[WORK REQUEST]
Each line with the word "crest" must appear in the answer, copied from the records.

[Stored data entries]
○ ○ ○

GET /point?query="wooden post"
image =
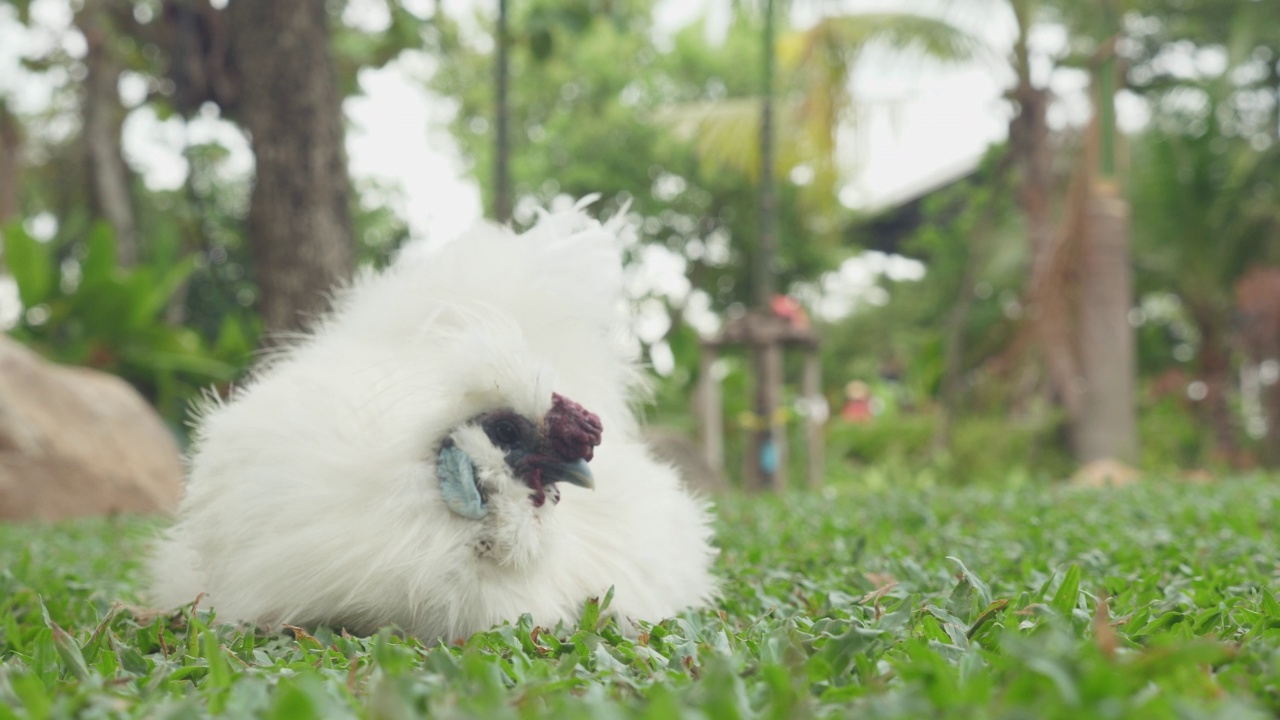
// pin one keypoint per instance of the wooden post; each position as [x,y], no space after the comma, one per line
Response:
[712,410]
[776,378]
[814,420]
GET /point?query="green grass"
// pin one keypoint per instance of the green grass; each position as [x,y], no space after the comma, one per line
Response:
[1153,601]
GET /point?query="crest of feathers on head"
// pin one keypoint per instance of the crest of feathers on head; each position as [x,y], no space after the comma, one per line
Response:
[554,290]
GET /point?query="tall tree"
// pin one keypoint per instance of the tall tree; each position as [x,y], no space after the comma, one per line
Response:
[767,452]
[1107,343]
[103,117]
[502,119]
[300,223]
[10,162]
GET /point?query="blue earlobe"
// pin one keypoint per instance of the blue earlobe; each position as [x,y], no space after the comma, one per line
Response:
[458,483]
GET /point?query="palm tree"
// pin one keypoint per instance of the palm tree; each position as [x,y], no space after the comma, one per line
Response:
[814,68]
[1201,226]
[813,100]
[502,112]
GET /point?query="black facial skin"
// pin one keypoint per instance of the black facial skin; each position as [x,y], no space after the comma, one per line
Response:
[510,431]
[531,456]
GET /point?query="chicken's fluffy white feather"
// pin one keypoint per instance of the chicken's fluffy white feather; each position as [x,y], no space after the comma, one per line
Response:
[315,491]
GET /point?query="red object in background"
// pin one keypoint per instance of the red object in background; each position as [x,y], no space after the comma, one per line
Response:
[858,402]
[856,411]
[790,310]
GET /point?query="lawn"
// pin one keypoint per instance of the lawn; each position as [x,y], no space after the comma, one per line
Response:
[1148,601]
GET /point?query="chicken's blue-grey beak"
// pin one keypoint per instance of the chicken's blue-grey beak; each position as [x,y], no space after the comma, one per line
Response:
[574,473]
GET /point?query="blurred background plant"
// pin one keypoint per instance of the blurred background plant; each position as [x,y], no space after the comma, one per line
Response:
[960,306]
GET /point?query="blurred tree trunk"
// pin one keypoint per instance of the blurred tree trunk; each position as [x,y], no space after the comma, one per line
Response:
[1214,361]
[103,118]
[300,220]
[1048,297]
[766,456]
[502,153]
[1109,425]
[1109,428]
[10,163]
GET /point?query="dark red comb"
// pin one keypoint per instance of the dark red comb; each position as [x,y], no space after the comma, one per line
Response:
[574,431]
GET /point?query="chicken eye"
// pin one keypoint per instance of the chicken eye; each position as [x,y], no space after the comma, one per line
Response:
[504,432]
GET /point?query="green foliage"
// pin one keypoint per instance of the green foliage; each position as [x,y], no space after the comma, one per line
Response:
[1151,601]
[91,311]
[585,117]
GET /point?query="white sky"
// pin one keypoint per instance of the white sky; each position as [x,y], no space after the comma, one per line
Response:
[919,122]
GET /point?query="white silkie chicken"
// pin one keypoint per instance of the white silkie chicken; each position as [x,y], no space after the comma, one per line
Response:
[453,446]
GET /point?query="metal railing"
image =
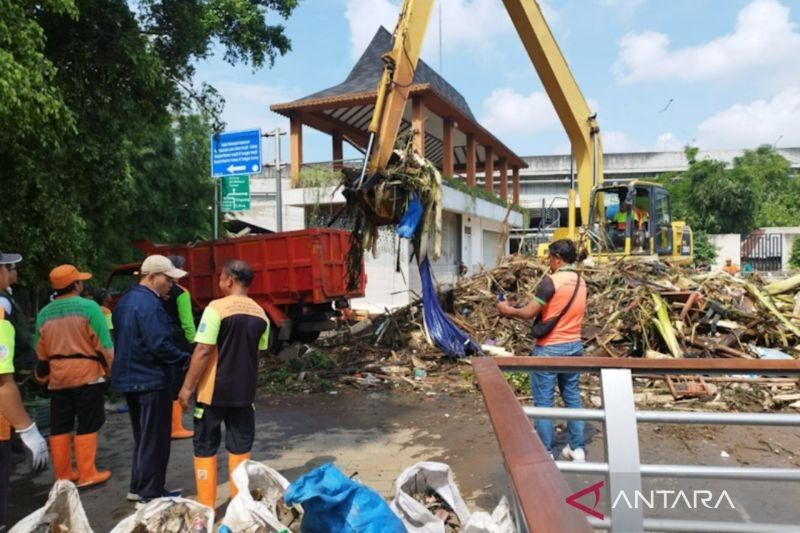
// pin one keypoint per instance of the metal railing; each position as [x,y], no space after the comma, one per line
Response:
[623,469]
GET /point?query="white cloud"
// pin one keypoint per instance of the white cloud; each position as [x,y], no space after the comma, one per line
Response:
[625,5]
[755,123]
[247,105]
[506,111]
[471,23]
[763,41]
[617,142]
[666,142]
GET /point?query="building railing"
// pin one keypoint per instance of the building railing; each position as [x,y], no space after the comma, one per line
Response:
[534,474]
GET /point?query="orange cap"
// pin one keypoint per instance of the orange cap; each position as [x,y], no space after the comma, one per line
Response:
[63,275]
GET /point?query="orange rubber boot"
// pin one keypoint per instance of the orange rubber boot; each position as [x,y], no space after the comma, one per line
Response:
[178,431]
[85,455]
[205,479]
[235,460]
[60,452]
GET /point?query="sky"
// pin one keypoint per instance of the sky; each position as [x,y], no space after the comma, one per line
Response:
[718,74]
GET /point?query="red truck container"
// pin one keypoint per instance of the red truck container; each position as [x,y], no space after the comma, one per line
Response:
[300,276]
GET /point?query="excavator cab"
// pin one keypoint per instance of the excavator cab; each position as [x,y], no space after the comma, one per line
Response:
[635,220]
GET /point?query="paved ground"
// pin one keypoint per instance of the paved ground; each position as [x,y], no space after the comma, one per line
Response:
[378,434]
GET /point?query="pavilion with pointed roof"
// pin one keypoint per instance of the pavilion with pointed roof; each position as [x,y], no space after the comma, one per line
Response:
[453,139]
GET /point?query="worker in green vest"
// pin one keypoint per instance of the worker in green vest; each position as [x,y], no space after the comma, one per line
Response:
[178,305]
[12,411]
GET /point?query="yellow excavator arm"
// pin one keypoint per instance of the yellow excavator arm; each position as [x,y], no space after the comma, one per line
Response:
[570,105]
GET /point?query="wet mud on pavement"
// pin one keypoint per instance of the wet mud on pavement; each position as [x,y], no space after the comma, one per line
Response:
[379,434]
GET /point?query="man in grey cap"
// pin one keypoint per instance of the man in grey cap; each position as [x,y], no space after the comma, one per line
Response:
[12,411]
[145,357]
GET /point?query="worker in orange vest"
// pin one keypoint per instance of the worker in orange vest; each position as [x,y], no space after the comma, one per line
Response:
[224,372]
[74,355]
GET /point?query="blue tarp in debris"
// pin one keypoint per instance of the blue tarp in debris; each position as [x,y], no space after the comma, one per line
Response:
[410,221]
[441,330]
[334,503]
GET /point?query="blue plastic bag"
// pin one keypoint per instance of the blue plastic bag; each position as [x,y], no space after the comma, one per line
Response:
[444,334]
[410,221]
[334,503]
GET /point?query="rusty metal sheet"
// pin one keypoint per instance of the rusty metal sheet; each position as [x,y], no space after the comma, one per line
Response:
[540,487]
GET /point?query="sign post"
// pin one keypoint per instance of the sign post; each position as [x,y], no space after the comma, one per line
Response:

○ ○ ○

[YOUR RESPONSE]
GET /point?query="crest of feathers on head"
// pin one keypoint per instance of the crest of feathers on head; each position as [x,y], no space after the comma, one per line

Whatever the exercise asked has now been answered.